Allen Lawrence, der eine lange Karriere als Elektroingenieur hinter sich hat, wollte sich wirklich mehr in sein Hobby Astronomie vertiefen als bloß sein 20-Zoll-Teleskop zu Teleskoptreffen unter dem dunklen Himmel von Texas und Arizona zu schleppen.
Also schrieb er sich im Jahr 2011, in seinen späten 60ern und nach 30-jähriger Leitung seiner eigenen Beratungsfirma in Green Bay (Wisconsin), in einige Kurse an der University of Wisconsin in Madison ein. Es dauerte nicht lange, bis er in der Sterling Hall war und fragte, ob er sich einem Forschungsteam anschließen dürfe.
Jay Gallagher, jetzt der W. W. Morgan & Rupple Bascom Emeritus Professor of Astronomy an der University of Wisconsin, bot Lawrence die Möglichkeit an, eines von zwei Galaxiensystemen zu untersuchen. Lawrence wählte ein nahes System, das seit den 1960er Jahren erforscht wird und die Interaktion zweier Galaxien zeigt. Die größere ist bekannt als NGC 4490 (aufgrund ihrer Form auch als Kokon-Galaxie bezeichnet), die kleinere trägt die Bezeichnung NGC 4485. Das System besitzt etwa 20 Prozent der Größe unserer Milchstraßen-Galaxie und befindet sich am Himmel über der Nordhalbkugel. Es liegt ungefähr 30 Millionen Lichtjahre von der Erde entfernt.
Nach Betrachtung einiger Infrarotbilder des NASA-Weltraumteleskops WISE (Wide-field Infrared Survey Explorer) sagte Lawrence, dass es so aussah, als hätte die größere Galaxie einen seltenen Doppelkern. Ein Kern war in sichtbaren Wellenlängen erkennbar, der andere Kern lag hinter Staub verborgen und konnte nur in infraroten Wellenlängen und im Radiowellenbereich beobachtet werden.
Nach Jahren des Studiums und einem Master-Abschluss an der Iowa State University im Jahr 2018 und weiterer gemeinsamer Arbeit mit Astronomen der Iowa State University ist Lawrence nun im Alter von 77 Jahren der Erstautor einer wissenschaftlichen Abhandlung. Sie offenbart, dass NGC 4490 in der Tat einen Doppelkern besitzt. Die Studie ist online einsehbar und wurde zur Veröffentlichung im Astrophysical Journal akzeptiert.
Die Co-Autoren der Studie sind Charles Kerton, ein außerordentlicher Professor für Physik und Astronomie an der Iowa State University, sowie der Physik- und Astronomie-Professor Curtis Struck, ebenfalls von der Iowa State University und die Physik- und Astronomie-Professorin Beverly Smith von der East Tennessee State University.

**IHRE AUFGABE:** Geben Sie aus dem Text über Allen Lawrence den Abschnitt von „Nach Jahren des“ bis einschließlich „Astrophysical Journal akzeptiert.“ wortgetreu wieder.

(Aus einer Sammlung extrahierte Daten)
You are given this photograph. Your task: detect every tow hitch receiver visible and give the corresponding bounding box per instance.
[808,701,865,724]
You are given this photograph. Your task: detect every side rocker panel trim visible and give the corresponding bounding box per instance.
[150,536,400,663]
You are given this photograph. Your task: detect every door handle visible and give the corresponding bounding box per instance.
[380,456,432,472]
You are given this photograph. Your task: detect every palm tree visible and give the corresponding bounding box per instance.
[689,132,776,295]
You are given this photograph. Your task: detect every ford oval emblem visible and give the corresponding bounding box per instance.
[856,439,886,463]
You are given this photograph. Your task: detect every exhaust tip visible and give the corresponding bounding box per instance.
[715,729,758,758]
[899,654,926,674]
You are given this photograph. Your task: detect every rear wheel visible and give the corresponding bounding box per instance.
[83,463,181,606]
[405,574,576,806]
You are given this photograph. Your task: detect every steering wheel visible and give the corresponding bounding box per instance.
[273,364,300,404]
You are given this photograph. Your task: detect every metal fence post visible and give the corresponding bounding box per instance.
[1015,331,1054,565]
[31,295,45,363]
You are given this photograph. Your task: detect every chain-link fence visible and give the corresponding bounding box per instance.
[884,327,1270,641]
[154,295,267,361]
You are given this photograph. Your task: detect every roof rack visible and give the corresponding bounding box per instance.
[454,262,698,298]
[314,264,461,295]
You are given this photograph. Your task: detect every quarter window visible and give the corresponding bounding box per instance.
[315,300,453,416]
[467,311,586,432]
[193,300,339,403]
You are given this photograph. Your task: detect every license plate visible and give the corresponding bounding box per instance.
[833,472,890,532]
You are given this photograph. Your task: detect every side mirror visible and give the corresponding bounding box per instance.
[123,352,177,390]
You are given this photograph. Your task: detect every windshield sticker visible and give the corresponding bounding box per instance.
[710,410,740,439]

**ERGEBNIS DER ÜBUNG:**
Nach Jahren des Studiums und einem Master-Abschluss an der Iowa State University im Jahr 2018 und weiterer gemeinsamer Arbeit mit Astronomen der Iowa State University ist Lawrence nun im Alter von 77 Jahren der Erstautor einer wissenschaftlichen Abhandlung. Sie offenbart, dass NGC 4490 in der Tat einen Doppelkern besitzt. Die Studie ist online einsehbar und wurde zur Veröffentlichung im Astrophysical Journal akzeptiert.